» **DIRECTIVE 1**
Retype the part of the snowplow thread starting at "## rogerfries (Mar" and ending at "on the subject.".
» **DIRECTIVE 2**
Answer these questions from the snowplow thread:
(a) What make of plow did rogerfries get from a parts truck?
(b) According to oldmankent, what do the two styles both have?
(c) According to snowgm, which full trip blades are bad?
» **DIRECTIVE 3**
List the username of every poster in the snowplow thread.

» **READING TEXT**
— START —

# Trip edge vs Trip Blade



## rogerfries (Mar 8, 2005)

Which is better? It seems to me that the trip blade style is better. When it trips I can see it and see when it comes back. Of course I've never used the Fisher trip edge style, but heard that you can trip the edge & not know it and that it wont come back until you stop. I have a old Western (I think), but just accuired a realy nice Fisher from a parts truck I bought. I was thinking about using the Fisher and was wondering what your opinions where on the subject.

Thanks


----------



## lakeeffect (Nov 17, 2002)

Do a search on this subject, has been discussed many times in here.


----------



## oldmankent (Mar 2, 2001)

Do a search. They both have their pros and cons.


----------



## snowgm (Jan 24, 2005)

I'll summarize. They both work. It depends more on what your Dad and your friends used. They will both push snow just fine. 

However;
Full trip blades with wimpy springs are bad.

— END —

» **LISTING**
— START —

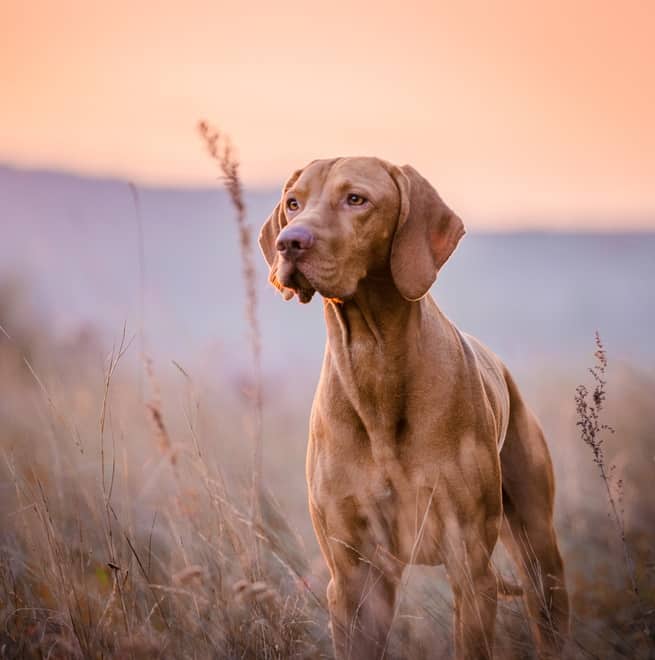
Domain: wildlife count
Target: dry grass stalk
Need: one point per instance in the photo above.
(221, 150)
(588, 407)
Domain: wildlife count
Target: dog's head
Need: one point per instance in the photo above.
(339, 221)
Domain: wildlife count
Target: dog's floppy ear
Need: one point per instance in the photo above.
(426, 234)
(269, 233)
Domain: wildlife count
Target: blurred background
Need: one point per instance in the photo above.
(534, 122)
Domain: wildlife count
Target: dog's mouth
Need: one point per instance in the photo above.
(292, 278)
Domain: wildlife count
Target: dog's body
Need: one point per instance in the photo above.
(421, 449)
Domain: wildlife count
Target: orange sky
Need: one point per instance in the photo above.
(522, 113)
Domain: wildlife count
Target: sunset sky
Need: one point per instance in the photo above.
(521, 113)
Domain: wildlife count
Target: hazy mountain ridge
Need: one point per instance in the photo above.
(529, 295)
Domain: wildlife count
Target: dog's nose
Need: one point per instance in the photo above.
(292, 241)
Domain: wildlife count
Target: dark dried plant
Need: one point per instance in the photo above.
(222, 151)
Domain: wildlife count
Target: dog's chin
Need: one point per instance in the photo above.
(292, 278)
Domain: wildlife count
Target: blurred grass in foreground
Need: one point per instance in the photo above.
(125, 527)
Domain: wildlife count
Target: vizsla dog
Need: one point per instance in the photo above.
(421, 449)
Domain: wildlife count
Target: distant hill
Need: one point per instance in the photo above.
(532, 296)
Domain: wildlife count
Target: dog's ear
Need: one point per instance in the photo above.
(426, 234)
(269, 233)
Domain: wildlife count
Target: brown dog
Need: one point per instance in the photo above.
(421, 450)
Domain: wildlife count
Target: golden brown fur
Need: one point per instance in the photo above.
(421, 450)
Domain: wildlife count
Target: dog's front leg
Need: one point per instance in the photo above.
(361, 600)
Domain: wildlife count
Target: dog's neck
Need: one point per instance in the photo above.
(376, 316)
(369, 337)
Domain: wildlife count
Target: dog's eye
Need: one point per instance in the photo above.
(355, 200)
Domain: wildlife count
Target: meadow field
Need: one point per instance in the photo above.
(126, 497)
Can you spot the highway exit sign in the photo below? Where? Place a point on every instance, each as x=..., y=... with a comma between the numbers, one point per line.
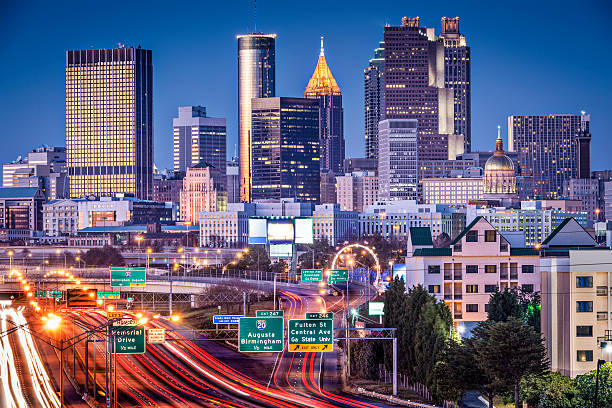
x=326, y=315
x=270, y=313
x=108, y=295
x=129, y=338
x=261, y=334
x=310, y=335
x=337, y=275
x=128, y=276
x=312, y=275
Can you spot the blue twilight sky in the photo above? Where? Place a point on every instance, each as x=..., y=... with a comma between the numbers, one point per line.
x=528, y=57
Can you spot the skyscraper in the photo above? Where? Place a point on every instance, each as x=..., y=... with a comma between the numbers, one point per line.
x=415, y=87
x=457, y=67
x=255, y=80
x=323, y=86
x=549, y=148
x=374, y=103
x=397, y=159
x=109, y=121
x=199, y=138
x=285, y=149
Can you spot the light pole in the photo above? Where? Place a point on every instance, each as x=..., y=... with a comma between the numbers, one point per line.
x=10, y=254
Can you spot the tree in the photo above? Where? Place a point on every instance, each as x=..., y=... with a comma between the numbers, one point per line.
x=586, y=387
x=550, y=390
x=393, y=316
x=515, y=303
x=431, y=334
x=106, y=256
x=365, y=357
x=456, y=373
x=508, y=351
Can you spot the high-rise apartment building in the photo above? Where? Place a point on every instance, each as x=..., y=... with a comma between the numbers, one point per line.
x=374, y=101
x=415, y=88
x=323, y=87
x=457, y=67
x=256, y=79
x=397, y=159
x=109, y=122
x=357, y=191
x=198, y=193
x=285, y=149
x=549, y=149
x=198, y=138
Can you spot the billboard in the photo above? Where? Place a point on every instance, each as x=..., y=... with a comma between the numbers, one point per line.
x=280, y=231
x=258, y=233
x=303, y=231
x=281, y=250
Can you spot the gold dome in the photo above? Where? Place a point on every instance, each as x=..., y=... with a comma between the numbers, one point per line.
x=322, y=81
x=499, y=160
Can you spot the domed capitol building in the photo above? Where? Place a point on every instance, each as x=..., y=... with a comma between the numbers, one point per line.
x=500, y=176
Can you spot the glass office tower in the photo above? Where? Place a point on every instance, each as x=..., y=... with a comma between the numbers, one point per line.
x=109, y=122
x=286, y=149
x=255, y=80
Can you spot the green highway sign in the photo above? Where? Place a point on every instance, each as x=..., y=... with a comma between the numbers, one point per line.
x=128, y=276
x=129, y=337
x=312, y=275
x=326, y=315
x=270, y=313
x=310, y=335
x=49, y=294
x=261, y=334
x=376, y=308
x=337, y=275
x=108, y=295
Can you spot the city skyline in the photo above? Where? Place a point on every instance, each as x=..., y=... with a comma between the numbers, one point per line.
x=536, y=90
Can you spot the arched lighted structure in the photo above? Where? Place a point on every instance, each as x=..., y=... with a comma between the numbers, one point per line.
x=377, y=282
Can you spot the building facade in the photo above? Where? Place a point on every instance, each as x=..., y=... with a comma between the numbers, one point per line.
x=374, y=100
x=256, y=79
x=285, y=152
x=415, y=87
x=323, y=87
x=109, y=122
x=21, y=208
x=548, y=149
x=397, y=159
x=334, y=225
x=457, y=77
x=357, y=191
x=455, y=191
x=587, y=191
x=393, y=219
x=44, y=167
x=198, y=138
x=198, y=193
x=479, y=262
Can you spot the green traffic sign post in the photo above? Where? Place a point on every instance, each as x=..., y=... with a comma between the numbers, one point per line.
x=312, y=275
x=338, y=275
x=261, y=334
x=108, y=295
x=270, y=313
x=129, y=338
x=326, y=315
x=121, y=277
x=310, y=335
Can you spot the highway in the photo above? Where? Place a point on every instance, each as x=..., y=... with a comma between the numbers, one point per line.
x=25, y=381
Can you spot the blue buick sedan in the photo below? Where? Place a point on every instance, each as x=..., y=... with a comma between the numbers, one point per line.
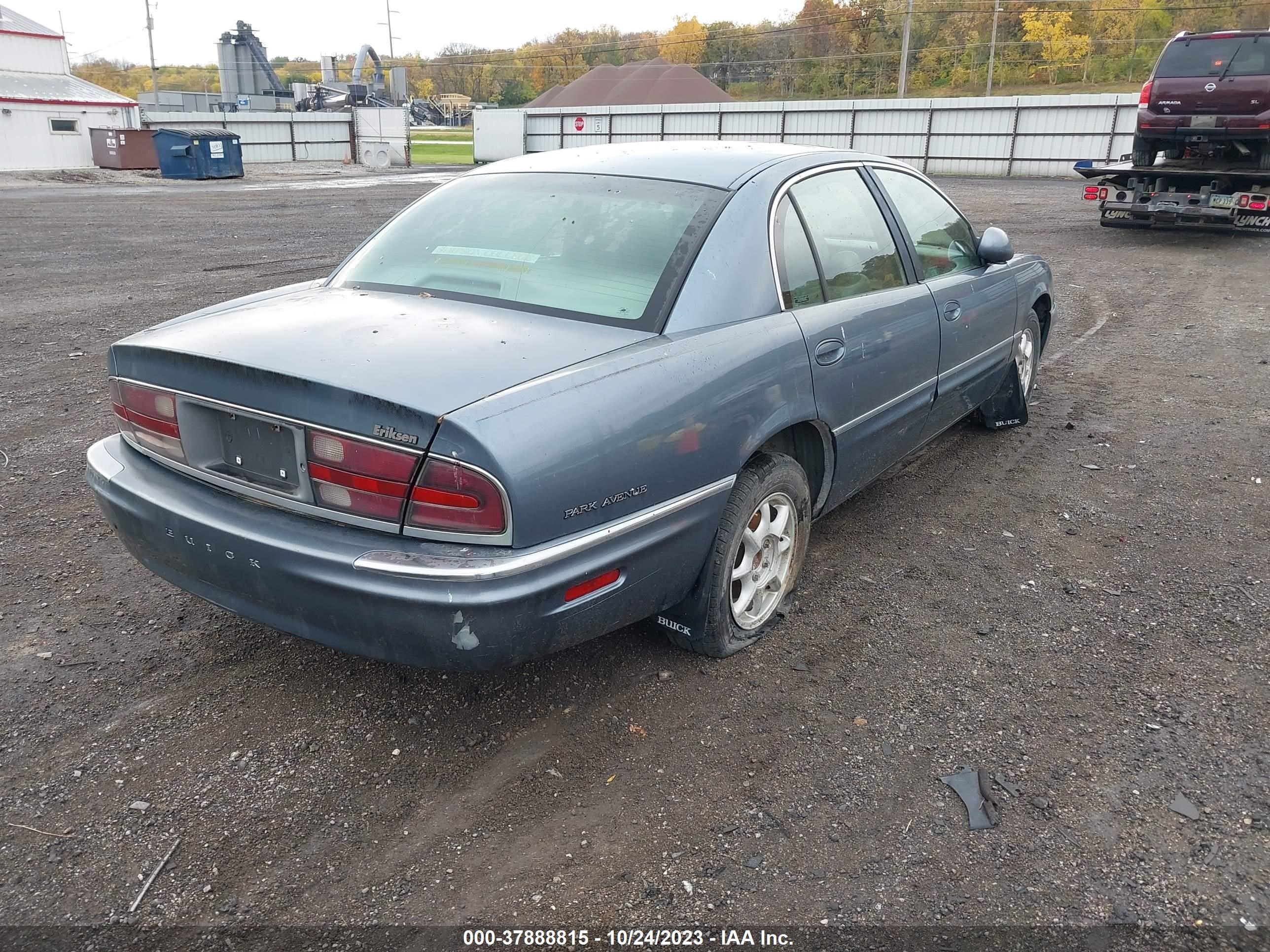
x=568, y=393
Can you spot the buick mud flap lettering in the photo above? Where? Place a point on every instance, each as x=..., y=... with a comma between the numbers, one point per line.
x=675, y=626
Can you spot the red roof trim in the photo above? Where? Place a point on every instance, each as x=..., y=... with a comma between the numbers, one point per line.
x=40, y=36
x=64, y=102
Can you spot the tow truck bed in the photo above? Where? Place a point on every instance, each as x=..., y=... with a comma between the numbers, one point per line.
x=1199, y=193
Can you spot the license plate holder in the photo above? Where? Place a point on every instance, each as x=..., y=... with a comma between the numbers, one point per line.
x=258, y=451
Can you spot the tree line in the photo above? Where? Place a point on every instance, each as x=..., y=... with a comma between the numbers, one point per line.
x=828, y=50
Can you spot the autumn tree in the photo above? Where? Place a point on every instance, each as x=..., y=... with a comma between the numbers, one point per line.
x=1059, y=45
x=684, y=42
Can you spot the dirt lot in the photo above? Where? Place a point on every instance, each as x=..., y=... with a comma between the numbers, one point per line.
x=1076, y=605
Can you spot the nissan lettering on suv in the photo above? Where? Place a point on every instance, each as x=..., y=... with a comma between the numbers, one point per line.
x=1209, y=94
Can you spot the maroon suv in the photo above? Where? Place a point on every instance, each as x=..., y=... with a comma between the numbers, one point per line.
x=1209, y=93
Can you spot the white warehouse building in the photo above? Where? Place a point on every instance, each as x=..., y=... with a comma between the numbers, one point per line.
x=46, y=111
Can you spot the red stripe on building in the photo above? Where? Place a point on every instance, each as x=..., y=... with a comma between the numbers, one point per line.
x=38, y=36
x=60, y=102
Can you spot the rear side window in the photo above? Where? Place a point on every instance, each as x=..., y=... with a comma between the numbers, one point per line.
x=596, y=248
x=856, y=250
x=801, y=281
x=1230, y=56
x=943, y=239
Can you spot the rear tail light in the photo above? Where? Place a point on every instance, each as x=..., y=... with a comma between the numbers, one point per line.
x=356, y=477
x=454, y=498
x=149, y=417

— END —

» **SOLUTION 1**
## rogerfries (Mar 8, 2005)

Which is better? It seems to me that the trip blade style is better. When it trips I can see it and see when it comes back. Of course I've never used the Fisher trip edge style, but heard that you can trip the edge & not know it and that it wont come back until you stop. I have a old Western (I think), but just accuired a realy nice Fisher from a parts truck I bought. I was thinking about using the Fisher and was wondering what your opinions where on the subject.

» **SOLUTION 2**
(a) A Fisher.
(b) Their pros and cons.
(c) Full trip blades with wimpy springs.

» **SOLUTION 3**
rogerfries, lakeeffect, oldmankent, snowgm